TEXT SECTION |
■ ■ ■

PART I of 4
Can White authors write characters of color? Close your mouth. That’s right, I said it. Being a hot topic with Black authors, and a rather not touch with a 10-foot pole topic for White authors, has made this the perfect subject for The Write DNA to touch basis on. I’ll specifically speak about the African-American character since I have personal experience in being one, and it seems to be a touchy subject with Black authors. Our media has a proven track record of showing a warped reality of what the Black culture is about; that is when it decides to show it at all. Which got me to thinking, “Can White authors write characters of color?”
Now I’ll warn you that this article is straight out and to the point, so I’ll ask that some of you try to keep your cool about you. Yet, I know that some of you will be too steamed to take a step back and be open-minded to listening and learning from my African-American journey and perspective in this field. And if you’re a non-author of color and you feel that way, you’ve already failed step one to writing characters of color. Whether you’re a White author or an author of color for that matter, you’ll either use this to grow as an author or an empathetic human being, or use this to feel like a victim, but either way, here we go.
For I’m smart enough to know,
that I’ve got room to grow.
We’ll delve into a three-part series contemplating the question of White authors writing characters of color. The question shouldn’t really be, can White authors write characters of color? I mean, everyone in America is free to write what they want (so far). The question we’ll be discussing is really if White authors can write characters of color well.
When authors haven’t lived a substantial amount of time engrossed within another culture, to develop a character of color, they’ll need to ask a lot of questions before even getting it half right. Authors research so diligently, whether they are writing about an occupation or location, be it Paris, London, or even the cabin by the lake. But when it comes to other cultures, I’m not sure that they will. Why? Because our American breeding has brainwashed us into a false erudition of believed and not true-to-life cultural facts about one another, yes, each other. Basically giving us the arrogance to think we already know.

■ ■ ■

DATASET ENTRIES |

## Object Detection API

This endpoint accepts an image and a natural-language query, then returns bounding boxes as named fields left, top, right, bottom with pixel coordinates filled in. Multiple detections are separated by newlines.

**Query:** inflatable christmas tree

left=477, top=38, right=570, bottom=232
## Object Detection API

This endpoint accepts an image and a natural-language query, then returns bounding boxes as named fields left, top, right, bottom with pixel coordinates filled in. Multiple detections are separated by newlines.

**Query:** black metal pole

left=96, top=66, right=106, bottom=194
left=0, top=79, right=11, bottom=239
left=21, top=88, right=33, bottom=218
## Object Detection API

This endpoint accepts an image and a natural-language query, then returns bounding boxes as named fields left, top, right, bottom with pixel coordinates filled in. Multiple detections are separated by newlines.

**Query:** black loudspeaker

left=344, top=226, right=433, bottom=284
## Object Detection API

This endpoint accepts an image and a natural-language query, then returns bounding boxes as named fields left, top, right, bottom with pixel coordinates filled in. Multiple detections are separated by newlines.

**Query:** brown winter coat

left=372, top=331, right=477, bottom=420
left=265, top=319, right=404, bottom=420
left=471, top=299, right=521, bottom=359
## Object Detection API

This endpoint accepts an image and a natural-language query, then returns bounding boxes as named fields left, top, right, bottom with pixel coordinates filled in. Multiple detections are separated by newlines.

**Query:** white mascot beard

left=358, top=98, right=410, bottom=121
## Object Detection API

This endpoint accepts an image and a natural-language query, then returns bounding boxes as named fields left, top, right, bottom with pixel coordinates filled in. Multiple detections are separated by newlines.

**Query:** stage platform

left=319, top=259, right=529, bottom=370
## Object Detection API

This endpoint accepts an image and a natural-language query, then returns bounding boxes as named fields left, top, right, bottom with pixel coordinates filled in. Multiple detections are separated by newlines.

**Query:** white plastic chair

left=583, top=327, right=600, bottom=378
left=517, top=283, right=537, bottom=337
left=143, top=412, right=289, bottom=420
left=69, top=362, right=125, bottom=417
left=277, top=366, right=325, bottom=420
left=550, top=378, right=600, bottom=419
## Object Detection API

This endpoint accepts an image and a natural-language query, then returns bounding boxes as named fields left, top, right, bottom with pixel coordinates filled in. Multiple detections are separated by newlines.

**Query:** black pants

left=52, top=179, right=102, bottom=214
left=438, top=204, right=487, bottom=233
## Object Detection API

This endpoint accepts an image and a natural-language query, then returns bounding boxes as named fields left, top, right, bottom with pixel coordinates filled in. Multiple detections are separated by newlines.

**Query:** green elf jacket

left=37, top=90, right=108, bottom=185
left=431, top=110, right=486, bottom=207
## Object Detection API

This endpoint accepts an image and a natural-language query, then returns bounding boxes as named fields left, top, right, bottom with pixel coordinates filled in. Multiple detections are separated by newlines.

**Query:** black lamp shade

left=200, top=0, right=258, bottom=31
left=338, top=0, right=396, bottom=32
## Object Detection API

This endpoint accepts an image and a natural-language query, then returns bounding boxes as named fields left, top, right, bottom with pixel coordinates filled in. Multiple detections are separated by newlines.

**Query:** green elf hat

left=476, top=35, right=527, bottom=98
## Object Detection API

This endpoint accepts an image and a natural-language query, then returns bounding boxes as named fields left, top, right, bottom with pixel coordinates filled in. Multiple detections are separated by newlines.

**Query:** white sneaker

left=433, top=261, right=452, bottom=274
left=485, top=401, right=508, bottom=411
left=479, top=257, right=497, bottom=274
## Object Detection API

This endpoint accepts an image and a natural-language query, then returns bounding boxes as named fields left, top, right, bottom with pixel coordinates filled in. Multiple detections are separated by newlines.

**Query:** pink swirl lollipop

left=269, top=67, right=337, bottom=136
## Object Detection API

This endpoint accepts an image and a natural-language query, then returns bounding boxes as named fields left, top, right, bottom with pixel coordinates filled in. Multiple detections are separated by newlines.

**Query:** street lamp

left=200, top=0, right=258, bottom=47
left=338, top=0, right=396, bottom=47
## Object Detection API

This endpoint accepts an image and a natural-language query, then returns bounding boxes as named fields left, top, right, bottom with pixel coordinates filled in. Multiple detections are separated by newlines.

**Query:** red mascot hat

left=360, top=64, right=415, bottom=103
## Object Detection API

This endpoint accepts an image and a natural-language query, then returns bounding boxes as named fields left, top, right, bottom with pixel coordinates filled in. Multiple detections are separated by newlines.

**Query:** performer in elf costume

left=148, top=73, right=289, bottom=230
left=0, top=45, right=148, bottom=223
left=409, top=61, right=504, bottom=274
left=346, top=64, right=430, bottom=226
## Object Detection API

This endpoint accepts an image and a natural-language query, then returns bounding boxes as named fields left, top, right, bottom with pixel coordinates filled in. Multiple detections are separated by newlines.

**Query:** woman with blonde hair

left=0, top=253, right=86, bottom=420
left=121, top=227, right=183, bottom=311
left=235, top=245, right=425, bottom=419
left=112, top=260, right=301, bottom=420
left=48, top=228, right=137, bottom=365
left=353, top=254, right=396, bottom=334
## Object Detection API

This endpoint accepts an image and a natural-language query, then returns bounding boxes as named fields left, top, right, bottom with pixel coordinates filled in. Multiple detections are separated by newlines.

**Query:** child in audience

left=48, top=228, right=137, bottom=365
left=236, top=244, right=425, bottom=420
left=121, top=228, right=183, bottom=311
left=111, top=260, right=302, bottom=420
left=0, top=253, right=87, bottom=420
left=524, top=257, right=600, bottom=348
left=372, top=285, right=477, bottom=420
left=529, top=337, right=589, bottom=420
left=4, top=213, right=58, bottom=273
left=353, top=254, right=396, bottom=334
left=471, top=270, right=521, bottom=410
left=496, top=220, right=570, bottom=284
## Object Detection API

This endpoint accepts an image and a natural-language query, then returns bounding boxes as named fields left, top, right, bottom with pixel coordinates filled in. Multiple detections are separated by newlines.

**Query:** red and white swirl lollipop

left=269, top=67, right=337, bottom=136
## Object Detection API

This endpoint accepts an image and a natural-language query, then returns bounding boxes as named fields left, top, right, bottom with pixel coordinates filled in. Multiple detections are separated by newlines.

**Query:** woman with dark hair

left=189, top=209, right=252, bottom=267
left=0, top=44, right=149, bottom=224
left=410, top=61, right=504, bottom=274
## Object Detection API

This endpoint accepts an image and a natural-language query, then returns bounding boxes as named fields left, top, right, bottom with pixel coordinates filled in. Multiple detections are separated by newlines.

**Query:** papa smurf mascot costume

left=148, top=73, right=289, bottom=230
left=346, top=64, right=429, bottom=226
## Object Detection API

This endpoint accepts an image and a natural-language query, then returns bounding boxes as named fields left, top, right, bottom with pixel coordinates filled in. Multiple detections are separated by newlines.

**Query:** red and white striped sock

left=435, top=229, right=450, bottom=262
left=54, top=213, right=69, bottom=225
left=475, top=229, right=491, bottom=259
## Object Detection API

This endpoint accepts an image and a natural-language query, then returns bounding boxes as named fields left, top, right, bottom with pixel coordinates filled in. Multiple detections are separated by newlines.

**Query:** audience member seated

■ ■ ■

WHAT TO WORK ON |
(1) In the article on White authors writing characters of color, what is the question the series will really discuss?
(2) Decide whether each statement agrees with the article on White authors writing characters of color. Answer yes or no for each, and quote the deciding words.
(a) The author focuses specifically on the African-American character.
(b) The author is confident that authors research other cultures as diligently as they research occupations or locations.
(c) The author describes the article as straight out and to the point.
(3) Pick up the article on White authors writing characters of color after its last sentence and keep writing in the same voice.

EXPECTED RESULTS |
(1) Whether White authors can write characters of color well.

(2)
(a) Yes: "I’ll specifically speak about the African-American character since I have personal experience in being one"
(b) No: "But when it comes to other cultures, I’m not sure that they will."
(c) Yes: "this article is straight out and to the point"

(3)
Racism in America has damaged us all. It is an epidemic some don’t even know that they’re infected with on one level or another. How can one not be with it being pushed through our workplace, through television, and books? It negatively affects our viewpoints and perspectives. Some of you will see this article as a perfect exemplification of what I’m saying to you today. But guess what? Because I’m conscious and aware of how my world has broken me, I don’t disagree. And that’s what white authors will have to be mindful of if they hope to do an excellent job at writing characters of color. They’ll have to master the skill of having both confidence and humility within the same space to make it happen successfully.
We’ll continue the discussion on Can White Authors Write Characters of Color in the upcoming weeks. We’ll pursue the marginally diverse publishing Industry and the prejudices of labeling things like Women’s Fiction and the African-American book section and how that plays a role in or discussion. I’ll also share with you my experience in having a best friend who’s Korean and how it relates to the subject at hand when we return with part II this month.
Until then, be thoughtful, empathetic, and kind to others. And always remember, I’m never being mean to you; I just may not be telling you what you want to hear. No one grows without first being uncomfortable.